#### GIVEN INSTRUCTION:
Copy the lines below word for word, from the line with "magnet listed here." up to and including the line with "[(636, 331)]".

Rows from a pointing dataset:

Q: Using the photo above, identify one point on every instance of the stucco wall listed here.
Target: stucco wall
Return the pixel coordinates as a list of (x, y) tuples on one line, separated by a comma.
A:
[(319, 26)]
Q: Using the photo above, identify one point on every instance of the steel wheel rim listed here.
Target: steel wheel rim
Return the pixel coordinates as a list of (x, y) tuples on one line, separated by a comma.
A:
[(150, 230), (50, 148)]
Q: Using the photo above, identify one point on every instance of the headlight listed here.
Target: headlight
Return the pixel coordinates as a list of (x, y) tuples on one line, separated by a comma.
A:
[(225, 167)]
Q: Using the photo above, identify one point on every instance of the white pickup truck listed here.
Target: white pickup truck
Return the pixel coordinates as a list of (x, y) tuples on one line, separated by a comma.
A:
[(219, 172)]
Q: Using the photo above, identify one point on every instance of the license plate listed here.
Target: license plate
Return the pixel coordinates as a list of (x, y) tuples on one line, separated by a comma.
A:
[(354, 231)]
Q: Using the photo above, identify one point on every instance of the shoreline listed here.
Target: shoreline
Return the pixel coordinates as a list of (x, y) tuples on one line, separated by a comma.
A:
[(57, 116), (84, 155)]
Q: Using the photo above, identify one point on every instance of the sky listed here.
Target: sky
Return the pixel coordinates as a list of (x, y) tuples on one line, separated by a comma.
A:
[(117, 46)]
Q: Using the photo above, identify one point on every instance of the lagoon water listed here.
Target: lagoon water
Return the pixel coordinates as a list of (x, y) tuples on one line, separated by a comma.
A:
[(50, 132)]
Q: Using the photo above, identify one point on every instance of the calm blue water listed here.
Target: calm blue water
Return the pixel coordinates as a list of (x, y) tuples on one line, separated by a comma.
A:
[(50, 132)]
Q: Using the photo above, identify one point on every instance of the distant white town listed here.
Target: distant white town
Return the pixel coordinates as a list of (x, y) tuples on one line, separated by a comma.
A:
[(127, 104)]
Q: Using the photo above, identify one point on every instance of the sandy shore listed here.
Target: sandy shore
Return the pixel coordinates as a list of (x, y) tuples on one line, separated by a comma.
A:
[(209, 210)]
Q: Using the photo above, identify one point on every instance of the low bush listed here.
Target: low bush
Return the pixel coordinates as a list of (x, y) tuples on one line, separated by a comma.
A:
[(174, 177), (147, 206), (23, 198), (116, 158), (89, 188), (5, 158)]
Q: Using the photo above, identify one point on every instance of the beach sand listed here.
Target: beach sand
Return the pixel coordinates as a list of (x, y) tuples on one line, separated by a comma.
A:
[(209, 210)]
---
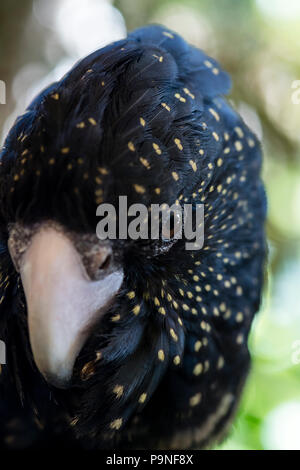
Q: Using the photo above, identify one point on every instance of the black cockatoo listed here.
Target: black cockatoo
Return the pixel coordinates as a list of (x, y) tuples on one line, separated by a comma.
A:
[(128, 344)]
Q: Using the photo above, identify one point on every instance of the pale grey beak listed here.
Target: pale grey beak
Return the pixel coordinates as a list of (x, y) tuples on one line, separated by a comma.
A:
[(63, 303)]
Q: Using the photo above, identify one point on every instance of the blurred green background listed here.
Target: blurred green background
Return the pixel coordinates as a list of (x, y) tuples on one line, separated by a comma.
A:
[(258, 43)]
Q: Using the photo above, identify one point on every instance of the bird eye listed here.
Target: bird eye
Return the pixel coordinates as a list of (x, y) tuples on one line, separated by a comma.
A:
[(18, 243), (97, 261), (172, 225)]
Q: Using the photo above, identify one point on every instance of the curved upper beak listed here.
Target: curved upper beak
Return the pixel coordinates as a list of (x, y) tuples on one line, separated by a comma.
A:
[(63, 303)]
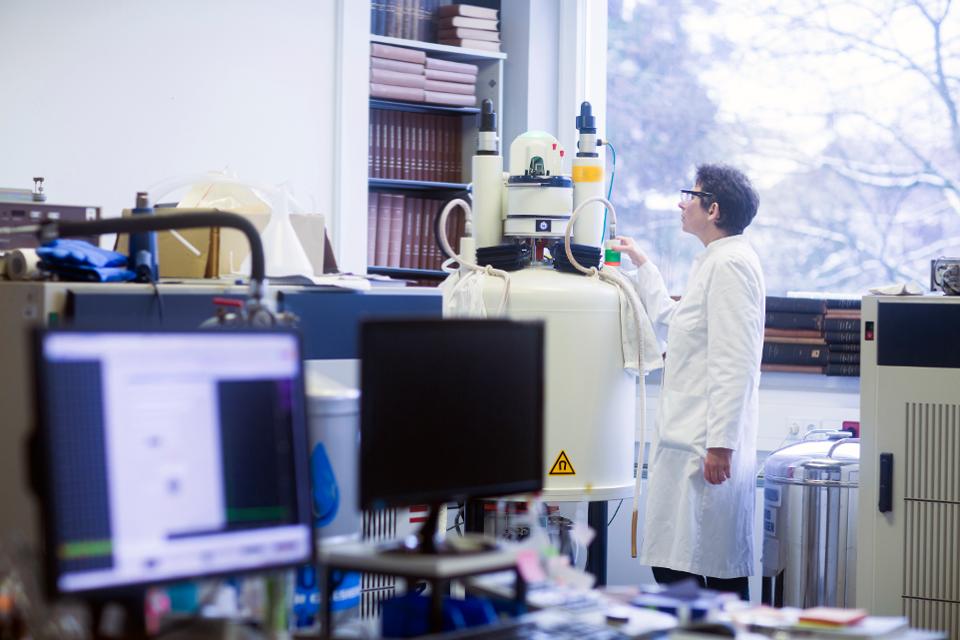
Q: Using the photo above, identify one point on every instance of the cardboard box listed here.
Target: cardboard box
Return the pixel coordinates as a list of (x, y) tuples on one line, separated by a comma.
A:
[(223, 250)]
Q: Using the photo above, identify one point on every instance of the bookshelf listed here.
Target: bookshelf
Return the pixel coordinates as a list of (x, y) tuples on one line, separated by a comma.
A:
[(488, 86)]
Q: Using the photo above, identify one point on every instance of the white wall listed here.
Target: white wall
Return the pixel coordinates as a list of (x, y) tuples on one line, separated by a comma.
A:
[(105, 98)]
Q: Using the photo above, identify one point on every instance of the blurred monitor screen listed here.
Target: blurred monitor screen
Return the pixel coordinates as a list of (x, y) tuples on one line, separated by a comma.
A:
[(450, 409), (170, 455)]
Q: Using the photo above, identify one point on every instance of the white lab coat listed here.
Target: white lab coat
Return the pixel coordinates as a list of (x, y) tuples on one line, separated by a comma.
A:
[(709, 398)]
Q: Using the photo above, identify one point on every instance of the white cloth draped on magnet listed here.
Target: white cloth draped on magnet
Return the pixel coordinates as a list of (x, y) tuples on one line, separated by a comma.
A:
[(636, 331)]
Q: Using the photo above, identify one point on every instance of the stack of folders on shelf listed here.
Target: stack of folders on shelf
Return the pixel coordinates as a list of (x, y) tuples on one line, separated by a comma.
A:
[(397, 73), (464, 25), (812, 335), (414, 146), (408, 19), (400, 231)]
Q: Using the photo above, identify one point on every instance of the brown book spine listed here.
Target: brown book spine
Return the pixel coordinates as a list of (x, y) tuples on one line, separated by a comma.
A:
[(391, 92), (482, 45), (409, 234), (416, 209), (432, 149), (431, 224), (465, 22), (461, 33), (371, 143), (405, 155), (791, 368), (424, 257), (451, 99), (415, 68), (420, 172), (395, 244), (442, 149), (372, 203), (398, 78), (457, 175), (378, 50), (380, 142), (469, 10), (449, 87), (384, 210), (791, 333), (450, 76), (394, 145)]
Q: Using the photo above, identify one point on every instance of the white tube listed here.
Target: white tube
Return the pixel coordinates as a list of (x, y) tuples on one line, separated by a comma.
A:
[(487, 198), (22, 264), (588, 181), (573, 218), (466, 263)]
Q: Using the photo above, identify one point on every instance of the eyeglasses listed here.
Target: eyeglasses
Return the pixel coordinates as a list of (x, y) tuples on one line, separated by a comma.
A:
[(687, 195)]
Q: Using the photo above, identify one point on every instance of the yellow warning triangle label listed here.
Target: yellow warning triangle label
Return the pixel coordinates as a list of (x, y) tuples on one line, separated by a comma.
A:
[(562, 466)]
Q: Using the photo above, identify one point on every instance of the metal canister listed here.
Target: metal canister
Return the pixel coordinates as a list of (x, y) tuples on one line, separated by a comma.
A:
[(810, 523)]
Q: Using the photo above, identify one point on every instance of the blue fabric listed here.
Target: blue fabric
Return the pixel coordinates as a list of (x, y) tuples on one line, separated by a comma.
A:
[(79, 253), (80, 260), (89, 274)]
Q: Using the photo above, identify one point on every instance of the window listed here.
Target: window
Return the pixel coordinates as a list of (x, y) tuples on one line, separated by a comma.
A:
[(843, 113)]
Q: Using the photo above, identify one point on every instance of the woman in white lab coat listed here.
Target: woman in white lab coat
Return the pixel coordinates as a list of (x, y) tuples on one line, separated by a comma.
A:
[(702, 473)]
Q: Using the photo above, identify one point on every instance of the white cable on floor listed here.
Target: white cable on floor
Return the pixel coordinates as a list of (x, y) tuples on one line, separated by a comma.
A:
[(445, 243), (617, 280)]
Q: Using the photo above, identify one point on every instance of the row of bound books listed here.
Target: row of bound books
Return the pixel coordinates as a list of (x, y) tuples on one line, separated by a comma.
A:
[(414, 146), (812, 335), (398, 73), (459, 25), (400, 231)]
--
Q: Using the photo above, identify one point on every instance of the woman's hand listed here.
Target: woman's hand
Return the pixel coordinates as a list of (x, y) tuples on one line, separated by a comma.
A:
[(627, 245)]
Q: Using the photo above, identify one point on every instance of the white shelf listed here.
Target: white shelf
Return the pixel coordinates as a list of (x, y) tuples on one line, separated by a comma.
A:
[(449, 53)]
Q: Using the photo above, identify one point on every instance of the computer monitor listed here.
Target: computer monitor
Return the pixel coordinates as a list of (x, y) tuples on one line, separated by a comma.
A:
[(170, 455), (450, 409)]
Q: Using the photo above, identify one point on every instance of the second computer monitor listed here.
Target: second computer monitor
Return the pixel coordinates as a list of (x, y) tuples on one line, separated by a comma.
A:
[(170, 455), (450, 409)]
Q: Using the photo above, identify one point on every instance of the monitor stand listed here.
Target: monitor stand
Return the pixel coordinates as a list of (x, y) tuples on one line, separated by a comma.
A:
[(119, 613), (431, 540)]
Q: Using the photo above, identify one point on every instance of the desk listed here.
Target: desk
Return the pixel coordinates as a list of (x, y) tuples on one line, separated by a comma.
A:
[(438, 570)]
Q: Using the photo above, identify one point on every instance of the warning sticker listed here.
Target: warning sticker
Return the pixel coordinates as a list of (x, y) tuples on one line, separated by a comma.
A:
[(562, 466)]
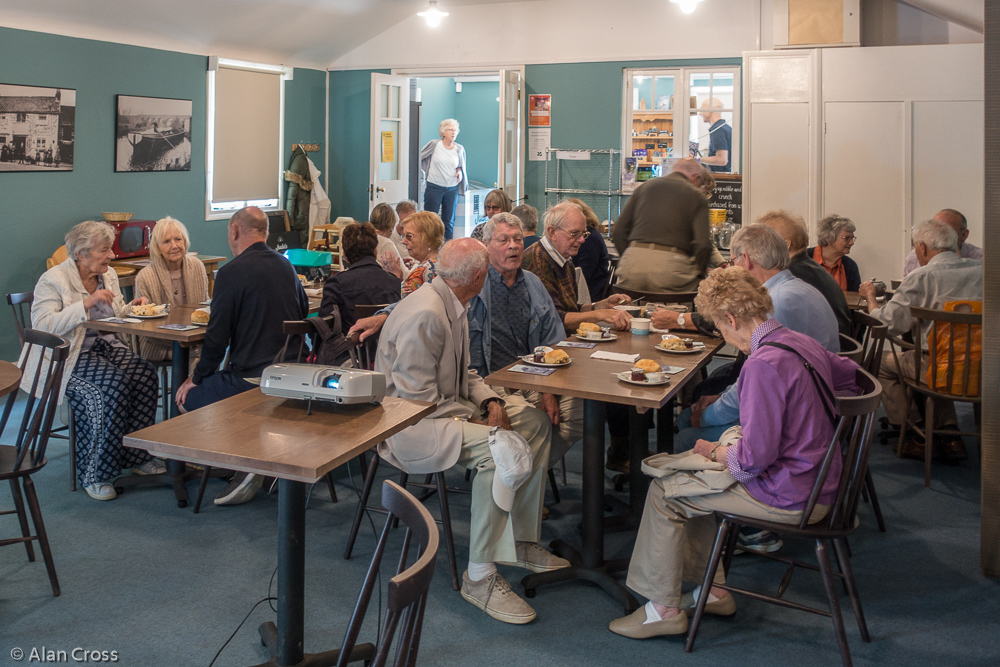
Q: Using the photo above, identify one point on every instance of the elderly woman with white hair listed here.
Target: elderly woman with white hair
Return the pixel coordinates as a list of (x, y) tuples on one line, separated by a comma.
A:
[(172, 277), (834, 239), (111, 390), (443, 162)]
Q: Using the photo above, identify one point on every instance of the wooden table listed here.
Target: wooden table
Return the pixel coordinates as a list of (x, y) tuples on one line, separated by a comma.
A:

#### THE RESPONSE:
Q: Using the photo above, identify one point on every instance of the white cloth draped on magnet listed here.
Target: white cloth draped on magnet
Return the pixel coordinates as a list of (x, y) tuples on one line, separated by a comma.
A:
[(636, 331)]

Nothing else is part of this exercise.